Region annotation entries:
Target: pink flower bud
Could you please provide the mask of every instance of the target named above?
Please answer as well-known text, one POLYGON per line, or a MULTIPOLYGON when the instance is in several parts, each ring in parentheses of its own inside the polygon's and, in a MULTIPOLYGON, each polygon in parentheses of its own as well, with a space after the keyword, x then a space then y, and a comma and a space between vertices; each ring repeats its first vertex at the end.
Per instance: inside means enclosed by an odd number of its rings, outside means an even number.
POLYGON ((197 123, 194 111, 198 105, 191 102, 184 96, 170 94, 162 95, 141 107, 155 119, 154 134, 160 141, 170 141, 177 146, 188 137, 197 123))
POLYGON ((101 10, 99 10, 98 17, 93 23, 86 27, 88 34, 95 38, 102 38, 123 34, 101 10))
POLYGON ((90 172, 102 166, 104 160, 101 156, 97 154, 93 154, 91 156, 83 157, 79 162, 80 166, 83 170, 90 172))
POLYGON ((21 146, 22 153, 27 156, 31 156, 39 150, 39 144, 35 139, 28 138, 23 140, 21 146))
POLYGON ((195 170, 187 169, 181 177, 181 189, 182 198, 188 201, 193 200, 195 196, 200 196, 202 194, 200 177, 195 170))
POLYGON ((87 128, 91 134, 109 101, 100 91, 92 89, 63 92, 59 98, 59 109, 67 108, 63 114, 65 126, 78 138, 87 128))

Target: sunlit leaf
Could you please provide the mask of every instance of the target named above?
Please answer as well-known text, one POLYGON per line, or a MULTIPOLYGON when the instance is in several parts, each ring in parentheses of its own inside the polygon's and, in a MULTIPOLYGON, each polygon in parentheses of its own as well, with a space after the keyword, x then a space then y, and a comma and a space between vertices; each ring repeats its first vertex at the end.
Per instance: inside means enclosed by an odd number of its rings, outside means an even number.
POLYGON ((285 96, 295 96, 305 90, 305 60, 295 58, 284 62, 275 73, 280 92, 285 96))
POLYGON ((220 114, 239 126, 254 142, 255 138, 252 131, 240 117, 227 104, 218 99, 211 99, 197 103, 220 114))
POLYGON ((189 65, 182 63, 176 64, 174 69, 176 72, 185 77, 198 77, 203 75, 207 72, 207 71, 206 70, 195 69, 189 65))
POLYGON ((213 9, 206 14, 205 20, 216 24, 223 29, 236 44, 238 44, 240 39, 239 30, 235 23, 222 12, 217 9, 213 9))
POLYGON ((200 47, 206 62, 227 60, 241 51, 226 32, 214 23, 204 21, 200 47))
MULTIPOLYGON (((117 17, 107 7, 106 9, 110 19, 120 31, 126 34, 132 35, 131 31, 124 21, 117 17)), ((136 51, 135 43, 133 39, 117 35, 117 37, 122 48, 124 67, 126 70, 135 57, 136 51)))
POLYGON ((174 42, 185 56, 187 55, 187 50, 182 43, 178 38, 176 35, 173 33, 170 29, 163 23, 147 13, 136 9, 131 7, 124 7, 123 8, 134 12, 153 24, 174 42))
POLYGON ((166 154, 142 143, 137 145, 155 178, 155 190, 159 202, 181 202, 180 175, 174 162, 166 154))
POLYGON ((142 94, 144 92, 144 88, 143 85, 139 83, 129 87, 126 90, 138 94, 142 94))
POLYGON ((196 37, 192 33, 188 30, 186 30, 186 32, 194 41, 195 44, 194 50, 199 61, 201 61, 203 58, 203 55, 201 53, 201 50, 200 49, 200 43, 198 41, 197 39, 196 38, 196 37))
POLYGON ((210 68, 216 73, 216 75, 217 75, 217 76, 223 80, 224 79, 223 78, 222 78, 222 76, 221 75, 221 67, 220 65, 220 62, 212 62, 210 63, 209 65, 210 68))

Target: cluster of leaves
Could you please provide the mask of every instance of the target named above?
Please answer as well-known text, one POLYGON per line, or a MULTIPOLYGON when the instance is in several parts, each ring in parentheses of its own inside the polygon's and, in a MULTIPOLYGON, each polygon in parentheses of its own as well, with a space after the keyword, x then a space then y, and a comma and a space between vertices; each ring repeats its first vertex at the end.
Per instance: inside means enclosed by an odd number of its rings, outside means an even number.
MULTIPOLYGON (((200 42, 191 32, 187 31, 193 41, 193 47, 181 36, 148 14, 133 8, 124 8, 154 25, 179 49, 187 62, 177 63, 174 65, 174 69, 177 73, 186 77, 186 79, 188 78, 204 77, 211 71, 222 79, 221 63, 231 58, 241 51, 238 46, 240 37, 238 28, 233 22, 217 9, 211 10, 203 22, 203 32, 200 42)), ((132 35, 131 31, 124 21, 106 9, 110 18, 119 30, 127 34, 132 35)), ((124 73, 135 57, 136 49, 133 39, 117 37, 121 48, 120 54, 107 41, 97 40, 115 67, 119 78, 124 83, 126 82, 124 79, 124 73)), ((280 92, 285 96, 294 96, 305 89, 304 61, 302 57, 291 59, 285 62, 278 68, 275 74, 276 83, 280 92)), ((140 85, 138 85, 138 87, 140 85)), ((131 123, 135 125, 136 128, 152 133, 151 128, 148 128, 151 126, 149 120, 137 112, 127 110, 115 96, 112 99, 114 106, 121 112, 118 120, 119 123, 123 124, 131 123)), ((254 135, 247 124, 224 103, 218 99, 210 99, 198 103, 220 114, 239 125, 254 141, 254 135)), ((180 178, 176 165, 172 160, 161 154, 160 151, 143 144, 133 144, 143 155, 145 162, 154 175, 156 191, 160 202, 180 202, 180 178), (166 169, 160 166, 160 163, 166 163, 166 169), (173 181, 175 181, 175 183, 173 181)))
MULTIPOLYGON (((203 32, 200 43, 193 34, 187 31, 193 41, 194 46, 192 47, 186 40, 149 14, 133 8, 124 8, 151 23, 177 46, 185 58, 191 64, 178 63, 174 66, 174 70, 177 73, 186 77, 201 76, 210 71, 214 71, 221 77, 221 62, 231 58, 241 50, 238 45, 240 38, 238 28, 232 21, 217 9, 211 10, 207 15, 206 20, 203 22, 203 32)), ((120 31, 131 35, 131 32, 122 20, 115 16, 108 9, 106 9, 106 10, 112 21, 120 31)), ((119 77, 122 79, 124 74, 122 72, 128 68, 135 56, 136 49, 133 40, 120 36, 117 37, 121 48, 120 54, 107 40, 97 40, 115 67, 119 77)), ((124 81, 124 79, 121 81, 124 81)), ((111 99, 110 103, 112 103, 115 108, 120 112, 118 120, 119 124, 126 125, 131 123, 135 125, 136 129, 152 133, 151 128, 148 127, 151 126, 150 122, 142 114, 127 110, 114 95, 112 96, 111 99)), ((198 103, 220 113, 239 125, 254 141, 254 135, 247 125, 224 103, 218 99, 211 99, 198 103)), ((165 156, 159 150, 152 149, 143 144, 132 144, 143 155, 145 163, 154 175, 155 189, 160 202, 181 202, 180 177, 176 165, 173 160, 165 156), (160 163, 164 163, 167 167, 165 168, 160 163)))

*TO DO*: Write out every line of the items above as a numbered list, omitting blank lines.

*SOLUTION TO THE PROBLEM*:
1. Target: pink flower bud
2. Could you please provide the mask of every instance of the target named above?
3. Please answer as well-known text, one POLYGON per line, or a MULTIPOLYGON when the instance is in several parts, each ring in parentheses of its own inside the polygon's and, in a MULTIPOLYGON, each polygon in parentheses of its own as well, with a space after the keyword, x then a space then y, and a comma and a space between vertices; each ring repeats its first vertex at the end.
4. Per instance: inside means enclosed by an odd number of its rings, outside means an even number.
5. POLYGON ((197 123, 194 111, 198 105, 191 102, 184 96, 170 94, 162 95, 141 107, 155 119, 154 134, 160 141, 170 141, 177 146, 188 137, 197 123))
6. POLYGON ((101 10, 99 10, 98 17, 93 23, 86 27, 88 34, 95 38, 102 38, 123 34, 101 10))
7. POLYGON ((90 172, 102 166, 104 160, 101 156, 97 154, 93 154, 91 156, 83 157, 79 162, 80 166, 83 170, 90 172))
8. POLYGON ((21 146, 22 153, 27 156, 31 156, 39 150, 39 144, 35 139, 28 138, 23 140, 21 146))
9. POLYGON ((195 170, 187 169, 181 177, 181 189, 182 198, 188 201, 193 200, 195 196, 200 196, 202 194, 200 177, 195 170))
10. POLYGON ((87 128, 91 134, 109 101, 100 91, 92 89, 63 92, 59 98, 59 109, 67 108, 63 114, 65 126, 78 138, 87 128))
11. Target: sunlit leaf
12. Could you please provide the mask of every instance of the target named above?
13. Please answer as well-known text, one POLYGON per line, or a MULTIPOLYGON when the instance is in several parts, each ring in parentheses of its own inside the polygon's and, in a MULTIPOLYGON, each polygon in parentheses of its own as well, with a space after the keyword, x then a space then y, and a comma and a space between vertices; each ring repeats its first vertex at the end.
14. Per instance: inside means enclosed by an odd number of its rings, outside means an even number.
15. POLYGON ((285 96, 295 96, 305 90, 305 60, 295 58, 284 62, 275 73, 280 92, 285 96))
16. POLYGON ((220 114, 239 126, 254 142, 255 138, 252 131, 240 117, 227 104, 218 99, 211 99, 197 103, 220 114))
17. POLYGON ((189 65, 182 63, 176 64, 174 69, 176 72, 185 77, 198 77, 203 75, 207 72, 207 71, 206 70, 195 69, 189 65))
18. POLYGON ((213 9, 206 14, 205 20, 216 24, 223 29, 236 44, 238 44, 240 39, 239 30, 235 23, 222 12, 217 9, 213 9))
19. POLYGON ((200 47, 206 62, 227 60, 241 51, 226 32, 214 23, 204 21, 200 47))
20. MULTIPOLYGON (((117 17, 107 7, 106 9, 110 19, 120 31, 126 34, 132 35, 131 31, 124 21, 117 17)), ((136 51, 135 43, 133 39, 117 35, 117 37, 122 48, 124 67, 126 70, 135 57, 136 51)))
21. POLYGON ((174 42, 185 56, 187 55, 187 50, 182 43, 178 38, 176 35, 173 33, 170 29, 163 23, 147 13, 136 9, 131 7, 124 7, 123 8, 134 12, 153 24, 174 42))
22. POLYGON ((166 154, 142 143, 137 145, 155 178, 155 190, 159 202, 181 202, 180 175, 174 162, 166 154))
23. POLYGON ((142 94, 144 92, 144 88, 143 85, 139 83, 129 87, 126 90, 138 94, 142 94))
24. POLYGON ((196 37, 192 33, 188 30, 186 30, 186 32, 194 41, 195 44, 194 50, 199 61, 201 61, 203 58, 203 55, 201 53, 201 50, 200 49, 200 43, 198 41, 197 39, 196 38, 196 37))
25. POLYGON ((210 68, 216 73, 216 75, 217 75, 217 76, 223 80, 224 79, 223 78, 222 78, 222 76, 221 75, 221 67, 220 65, 220 62, 212 62, 210 63, 209 65, 210 68))
26. Target: cluster of leaves
27. Could you please provide the mask of every instance of the target named above?
28. Please answer as well-known text, one POLYGON per line, or a MULTIPOLYGON when the instance is in several parts, each ring in parentheses of its own inside the polygon's and, in a MULTIPOLYGON, each polygon in parentheses of its own as well, with a space after the keyword, x then a space then y, and a comma and a space between vertices; each ring repeats its first vertex at the end.
29. Per instance: inside means enclosed by an odd number of its rings, outside means an even number.
30. MULTIPOLYGON (((200 42, 191 32, 187 31, 193 41, 193 47, 181 36, 148 14, 133 8, 124 8, 154 25, 179 49, 187 62, 177 63, 174 65, 174 69, 177 73, 186 77, 186 79, 188 78, 204 77, 211 71, 222 79, 221 63, 231 58, 241 51, 238 46, 240 37, 238 28, 233 22, 217 9, 211 10, 203 22, 203 32, 200 42)), ((132 35, 131 31, 124 21, 106 9, 110 18, 119 30, 127 34, 132 35)), ((124 73, 135 57, 136 49, 133 39, 117 37, 121 48, 120 54, 107 41, 97 40, 115 67, 119 78, 124 83, 126 82, 124 79, 124 73)), ((280 92, 285 96, 294 96, 305 89, 304 61, 302 57, 291 59, 285 62, 278 68, 275 74, 276 83, 280 92)), ((140 85, 138 85, 138 87, 140 85)), ((131 123, 135 125, 136 128, 152 133, 151 128, 148 128, 151 126, 149 120, 137 112, 127 110, 115 96, 112 99, 114 106, 121 112, 118 120, 119 123, 123 124, 131 123)), ((254 135, 247 124, 224 103, 218 99, 210 99, 198 103, 220 114, 239 125, 254 141, 254 135)), ((180 178, 176 165, 172 160, 161 154, 160 151, 143 144, 133 144, 143 155, 145 162, 154 175, 156 191, 160 202, 180 202, 180 178), (166 169, 160 166, 160 163, 166 163, 166 169), (173 181, 175 181, 175 183, 173 181)))
31. MULTIPOLYGON (((203 32, 200 43, 193 34, 187 31, 193 41, 194 46, 192 47, 186 40, 149 14, 133 8, 124 8, 151 23, 177 46, 185 58, 191 64, 178 63, 174 66, 174 70, 177 73, 186 77, 201 76, 210 71, 214 71, 221 77, 221 62, 231 58, 241 50, 238 45, 240 38, 238 28, 232 21, 217 9, 211 10, 207 15, 206 20, 203 22, 203 32)), ((120 31, 131 35, 131 32, 122 20, 115 16, 108 9, 106 9, 106 10, 112 21, 120 31)), ((119 77, 122 79, 124 74, 122 72, 128 68, 135 56, 136 49, 133 40, 120 36, 117 37, 121 48, 120 54, 107 40, 97 40, 115 67, 119 77)), ((124 81, 124 79, 121 81, 124 81)), ((111 99, 110 103, 112 103, 115 108, 120 112, 118 120, 119 124, 126 125, 131 123, 135 125, 136 129, 152 133, 151 128, 148 127, 151 126, 150 122, 142 114, 127 110, 114 95, 112 96, 111 99)), ((198 103, 220 113, 239 125, 254 141, 254 135, 247 125, 224 103, 218 99, 211 99, 198 103)), ((165 156, 159 150, 152 149, 143 144, 132 144, 143 155, 145 163, 154 175, 155 189, 160 202, 181 202, 180 177, 176 165, 173 160, 165 156), (160 163, 164 163, 167 167, 165 168, 160 163)))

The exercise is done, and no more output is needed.